— Exercise description —
Wherever pictures occur in the entries below, leave them out and retype the rest exactly.

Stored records
########

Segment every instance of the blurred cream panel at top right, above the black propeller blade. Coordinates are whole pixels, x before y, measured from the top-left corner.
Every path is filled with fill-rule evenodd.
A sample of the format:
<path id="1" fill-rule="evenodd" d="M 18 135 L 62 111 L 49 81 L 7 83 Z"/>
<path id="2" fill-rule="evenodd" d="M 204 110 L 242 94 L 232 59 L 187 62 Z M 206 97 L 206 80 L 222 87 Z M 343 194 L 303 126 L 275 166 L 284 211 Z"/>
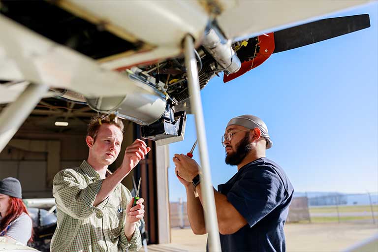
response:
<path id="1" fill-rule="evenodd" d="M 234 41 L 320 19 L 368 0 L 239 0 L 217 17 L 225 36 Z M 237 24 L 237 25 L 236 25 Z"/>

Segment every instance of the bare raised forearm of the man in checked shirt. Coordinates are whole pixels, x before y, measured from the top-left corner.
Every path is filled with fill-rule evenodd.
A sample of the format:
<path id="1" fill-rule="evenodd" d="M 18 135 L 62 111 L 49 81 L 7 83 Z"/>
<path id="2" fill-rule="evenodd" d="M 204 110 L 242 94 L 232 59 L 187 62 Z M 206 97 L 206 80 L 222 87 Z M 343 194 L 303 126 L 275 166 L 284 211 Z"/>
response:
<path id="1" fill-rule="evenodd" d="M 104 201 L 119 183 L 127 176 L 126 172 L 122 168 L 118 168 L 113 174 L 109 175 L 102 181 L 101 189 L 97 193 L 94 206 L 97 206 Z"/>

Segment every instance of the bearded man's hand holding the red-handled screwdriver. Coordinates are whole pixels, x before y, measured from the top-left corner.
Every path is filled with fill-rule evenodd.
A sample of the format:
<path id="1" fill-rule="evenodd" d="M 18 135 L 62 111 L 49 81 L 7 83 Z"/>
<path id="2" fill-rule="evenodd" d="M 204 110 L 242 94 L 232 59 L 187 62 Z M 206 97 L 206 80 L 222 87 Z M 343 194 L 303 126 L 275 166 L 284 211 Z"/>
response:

########

— Response —
Segment every instance of the blurred cream panel at top right, above the black propeller blade. Coordinates are whole pixels, x before y, measured from the top-left corner.
Every path is filled with fill-rule evenodd.
A sample of the format:
<path id="1" fill-rule="evenodd" d="M 18 135 L 62 111 L 49 81 L 7 83 Z"/>
<path id="2" fill-rule="evenodd" d="M 204 110 L 242 94 L 232 59 L 187 62 Z M 206 97 L 206 80 L 222 87 Z M 343 194 L 303 126 L 275 166 L 284 211 Z"/>
response:
<path id="1" fill-rule="evenodd" d="M 234 41 L 320 19 L 368 0 L 239 0 L 217 17 L 225 36 Z M 237 24 L 237 25 L 236 25 Z"/>

Segment every instance of the bare raised forearm of the man in checked shirt. Coordinates are whole pixels, x before y, measured from the top-left corner.
Every path is filled with fill-rule evenodd.
A sample of the format:
<path id="1" fill-rule="evenodd" d="M 18 135 L 62 111 L 49 81 L 7 83 Z"/>
<path id="2" fill-rule="evenodd" d="M 204 110 L 242 94 L 232 59 L 187 62 Z M 206 97 L 206 80 L 222 87 Z M 343 194 L 303 126 L 275 166 L 284 211 Z"/>
response:
<path id="1" fill-rule="evenodd" d="M 104 201 L 119 183 L 127 176 L 126 172 L 122 168 L 118 168 L 113 174 L 109 175 L 102 181 L 101 189 L 97 193 L 94 206 L 97 206 Z"/>

Segment every instance of the bearded man's hand holding the red-handled screwdriver. Coordinates are whole pixels, x before y, measured from the top-left corner.
Every path is filled with fill-rule evenodd.
A sample of the format:
<path id="1" fill-rule="evenodd" d="M 18 135 L 62 111 L 49 81 L 7 83 Z"/>
<path id="2" fill-rule="evenodd" d="M 204 110 L 242 94 L 232 59 L 187 62 Z M 206 97 L 206 80 L 222 87 Z M 343 194 L 303 126 L 275 166 L 284 211 Z"/>
response:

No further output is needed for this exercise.